§ **Written problem**: Report every line of the listing below that contains the word "dark", treating uppercase and lowercase letters as different.

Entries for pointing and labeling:
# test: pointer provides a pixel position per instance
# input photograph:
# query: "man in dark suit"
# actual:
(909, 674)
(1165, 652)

--

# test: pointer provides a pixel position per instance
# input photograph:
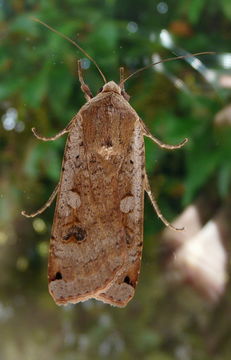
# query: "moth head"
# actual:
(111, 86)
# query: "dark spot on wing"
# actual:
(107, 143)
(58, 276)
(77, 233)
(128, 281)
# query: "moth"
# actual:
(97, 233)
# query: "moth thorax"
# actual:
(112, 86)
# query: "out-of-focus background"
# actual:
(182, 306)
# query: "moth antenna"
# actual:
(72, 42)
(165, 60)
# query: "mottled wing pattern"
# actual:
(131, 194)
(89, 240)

§ **Written solution**:
# query: "man in dark suit"
# query: "dark spot on wing"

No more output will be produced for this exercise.